■ **Exercise objective**: Print word for word the portion of the court ruling on deposition subjects starting at "The ninth subject" and ending at "See Docket 91.".

■ **Document segment**:
===
However, the court does agree with Kmart that Mr. Murphy’s eighth subject of examination is not defined with reasonable particularity. Mr. Murphy seeks all policies and standards expected for Kmart store managers from four corporate entities. This inquiry is extremely vague and covers information not relevant to Mr. Murphy’s claims, such as corporate policies on a Kmart store manager’s discretion to hire and fire subordinates or to enter into contracts with third parties for the maintenance of parking lots, both issues that do not appear relevant to the claims and defenses in this lawsuit. Thus, the court orders Mr. Murphy to amend this subject of examination by specifying which categories or types of corporate policy bearing on Kmart store managers that he wishes to inquire into.

9. Ninth Subject of Examination

The ninth subject of examination identified in Mr. Murphy’s amended Rule 30(b)(6) deposition notice is “[established goals for individual store’s gross or net profits from 2000 to present. This includes goals established for individual District Managers and individual store managers.” [Docket 66]. Kmart objections to this line of inquiry are as follows: (1) it is geographically overbroad and should be limited to Kmart’s District 917; (2) it is temporally overbroad and should be limited to January 1, 2003, to the present; (3) it is overbroad in that it seeks information about job positions never held by Mr. Murphy; and (4) it is cumulative as Kmart has already produced net profit reports for stores in District 917 from 2003-2005. See Docket 91.

In response, Mr. Murphy raises the same arguments made with respect to other lines of inquiry. See Docket 116. Additionally, Mr. Murphy argues that this line of inquiry is relevant to show that Kmart may have “set[ ] him up to fail” by holding him to more rigorous profit goals than those expected from other stores. Id. Mr. Murphy maintains that this information also may be used to rate Mr. Murphy’s performance as a store manager by comparing the success of Mr. Murphy’s store with other stores. Id.

The court finds that this line of inquiry should be restricted (1) to Kmart’s Western Region and (2) to goals established for individual Kmart store managers (as opposed to Sears store managers) as consistent with the other subjects of examination. Mr. Murphy shall amend this subject accordingly. The court does not find that this request is temporally overbroad. Although many of the other subjects of examination are limited to a more narrow time frame, the court does not find a nine-year time period (2000 to the present) to be unreasonable or unduly burdensome. For the same reasons set forth previously in this opinion, the court also rejects Kmart’s argument that this request is unduly burdensome because much of the information has already been produced.
===
Collected data entries
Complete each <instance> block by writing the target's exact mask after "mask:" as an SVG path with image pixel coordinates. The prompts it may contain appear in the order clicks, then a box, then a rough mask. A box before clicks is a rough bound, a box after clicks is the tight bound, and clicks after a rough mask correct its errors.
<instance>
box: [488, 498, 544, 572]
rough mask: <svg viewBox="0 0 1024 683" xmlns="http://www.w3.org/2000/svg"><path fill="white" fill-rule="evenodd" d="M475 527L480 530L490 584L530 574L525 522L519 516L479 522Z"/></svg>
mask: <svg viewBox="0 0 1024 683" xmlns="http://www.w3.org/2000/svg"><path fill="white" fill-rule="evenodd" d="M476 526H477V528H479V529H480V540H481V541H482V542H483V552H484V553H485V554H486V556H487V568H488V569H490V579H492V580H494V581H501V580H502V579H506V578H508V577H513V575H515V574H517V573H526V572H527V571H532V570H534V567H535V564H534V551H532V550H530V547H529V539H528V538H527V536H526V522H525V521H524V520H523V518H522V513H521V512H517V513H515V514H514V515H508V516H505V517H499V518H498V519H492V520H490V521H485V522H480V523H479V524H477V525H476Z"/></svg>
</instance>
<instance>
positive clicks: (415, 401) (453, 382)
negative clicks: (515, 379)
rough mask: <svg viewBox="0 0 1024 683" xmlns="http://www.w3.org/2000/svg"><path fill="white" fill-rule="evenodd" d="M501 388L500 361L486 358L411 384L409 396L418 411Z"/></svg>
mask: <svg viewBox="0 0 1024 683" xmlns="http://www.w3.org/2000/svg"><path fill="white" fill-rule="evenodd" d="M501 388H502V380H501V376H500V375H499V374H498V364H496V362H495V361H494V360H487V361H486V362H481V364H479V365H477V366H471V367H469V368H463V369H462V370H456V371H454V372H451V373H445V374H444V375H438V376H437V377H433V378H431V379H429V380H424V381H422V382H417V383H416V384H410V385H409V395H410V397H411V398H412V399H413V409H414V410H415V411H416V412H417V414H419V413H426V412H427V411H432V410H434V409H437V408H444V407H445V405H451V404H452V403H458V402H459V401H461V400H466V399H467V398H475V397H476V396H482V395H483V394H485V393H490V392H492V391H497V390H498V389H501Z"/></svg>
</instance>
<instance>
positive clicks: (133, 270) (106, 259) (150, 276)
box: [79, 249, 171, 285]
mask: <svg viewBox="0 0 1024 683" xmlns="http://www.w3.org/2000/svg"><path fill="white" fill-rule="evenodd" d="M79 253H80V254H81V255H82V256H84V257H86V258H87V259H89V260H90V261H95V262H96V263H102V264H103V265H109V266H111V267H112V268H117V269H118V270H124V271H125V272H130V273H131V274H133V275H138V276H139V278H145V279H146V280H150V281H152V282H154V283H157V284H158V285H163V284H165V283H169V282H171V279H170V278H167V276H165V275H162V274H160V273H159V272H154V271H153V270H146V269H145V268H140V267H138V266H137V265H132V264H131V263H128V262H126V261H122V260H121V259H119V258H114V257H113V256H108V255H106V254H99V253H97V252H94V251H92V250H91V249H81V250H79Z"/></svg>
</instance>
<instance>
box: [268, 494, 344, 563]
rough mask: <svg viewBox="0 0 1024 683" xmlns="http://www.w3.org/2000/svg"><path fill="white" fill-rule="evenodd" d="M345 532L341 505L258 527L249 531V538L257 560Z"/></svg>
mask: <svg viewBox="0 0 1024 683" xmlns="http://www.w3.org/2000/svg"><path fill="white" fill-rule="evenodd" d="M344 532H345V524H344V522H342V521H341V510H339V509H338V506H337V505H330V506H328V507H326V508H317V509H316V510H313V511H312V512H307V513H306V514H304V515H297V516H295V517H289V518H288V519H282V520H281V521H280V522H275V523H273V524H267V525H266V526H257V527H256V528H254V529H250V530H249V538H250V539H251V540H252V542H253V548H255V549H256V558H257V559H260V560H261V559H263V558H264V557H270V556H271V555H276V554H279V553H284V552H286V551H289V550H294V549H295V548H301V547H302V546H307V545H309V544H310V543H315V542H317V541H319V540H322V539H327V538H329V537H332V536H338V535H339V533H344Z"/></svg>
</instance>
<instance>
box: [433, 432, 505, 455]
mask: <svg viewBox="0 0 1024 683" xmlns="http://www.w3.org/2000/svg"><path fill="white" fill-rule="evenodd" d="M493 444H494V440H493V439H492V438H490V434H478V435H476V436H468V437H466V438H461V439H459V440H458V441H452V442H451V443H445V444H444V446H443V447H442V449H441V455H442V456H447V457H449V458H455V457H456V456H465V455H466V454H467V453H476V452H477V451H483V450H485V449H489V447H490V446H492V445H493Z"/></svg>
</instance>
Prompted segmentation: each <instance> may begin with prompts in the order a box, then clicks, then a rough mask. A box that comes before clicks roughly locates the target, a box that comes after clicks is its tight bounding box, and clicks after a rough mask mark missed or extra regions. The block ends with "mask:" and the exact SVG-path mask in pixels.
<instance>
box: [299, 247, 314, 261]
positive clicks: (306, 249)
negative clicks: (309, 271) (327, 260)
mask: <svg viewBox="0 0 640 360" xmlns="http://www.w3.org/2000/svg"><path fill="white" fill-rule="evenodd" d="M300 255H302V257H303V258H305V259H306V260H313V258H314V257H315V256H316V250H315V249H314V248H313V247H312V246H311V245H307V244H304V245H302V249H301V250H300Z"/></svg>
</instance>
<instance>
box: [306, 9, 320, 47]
===
■ **Response**:
The ninth subject of examination identified in Mr. Murphy’s amended Rule 30(b)(6) deposition notice is “[established goals for individual store’s gross or net profits from 2000 to present. This includes goals established for individual District Managers and individual store managers.” [Docket 66]. Kmart objections to this line of inquiry are as follows: (1) it is geographically overbroad and should be limited to Kmart’s District 917; (2) it is temporally overbroad and should be limited to January 1, 2003, to the present; (3) it is overbroad in that it seeks information about job positions never held by Mr. Murphy; and (4) it is cumulative as Kmart has already produced net profit reports for stores in District 917 from 2003-2005. See Docket 91.